→ **Exercise**:
Print the entries below unchanged, every line.

══ Stored records ══

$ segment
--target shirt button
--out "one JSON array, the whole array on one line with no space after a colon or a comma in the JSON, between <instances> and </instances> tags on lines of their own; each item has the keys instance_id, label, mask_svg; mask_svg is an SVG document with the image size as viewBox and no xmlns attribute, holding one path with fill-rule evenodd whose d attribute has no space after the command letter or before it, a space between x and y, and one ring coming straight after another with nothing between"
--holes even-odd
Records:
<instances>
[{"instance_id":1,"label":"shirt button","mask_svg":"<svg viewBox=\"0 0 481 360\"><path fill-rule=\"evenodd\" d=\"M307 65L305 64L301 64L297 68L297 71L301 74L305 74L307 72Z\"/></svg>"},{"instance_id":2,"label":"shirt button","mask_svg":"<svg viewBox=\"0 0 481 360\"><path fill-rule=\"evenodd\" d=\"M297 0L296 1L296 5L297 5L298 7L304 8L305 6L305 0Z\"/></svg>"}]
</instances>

═══

→ **Output below**:
$ segment
--target shirt button
--out "one JSON array, the whole array on one line with no space after a colon or a comma in the JSON, between <instances> and </instances> tags on lines of their own; each item has the keys instance_id, label, mask_svg; mask_svg is an SVG document with the image size as viewBox and no xmlns attribute, holding one path with fill-rule evenodd whose d attribute has no space after the command letter or before it, a space between x and y, and one ring coming straight after another with nothing between"
--holes even-odd
Records:
<instances>
[{"instance_id":1,"label":"shirt button","mask_svg":"<svg viewBox=\"0 0 481 360\"><path fill-rule=\"evenodd\" d=\"M307 65L305 64L301 64L297 68L297 71L301 74L305 74L307 72Z\"/></svg>"},{"instance_id":2,"label":"shirt button","mask_svg":"<svg viewBox=\"0 0 481 360\"><path fill-rule=\"evenodd\" d=\"M297 0L296 1L296 5L297 5L298 7L304 8L305 6L305 0Z\"/></svg>"}]
</instances>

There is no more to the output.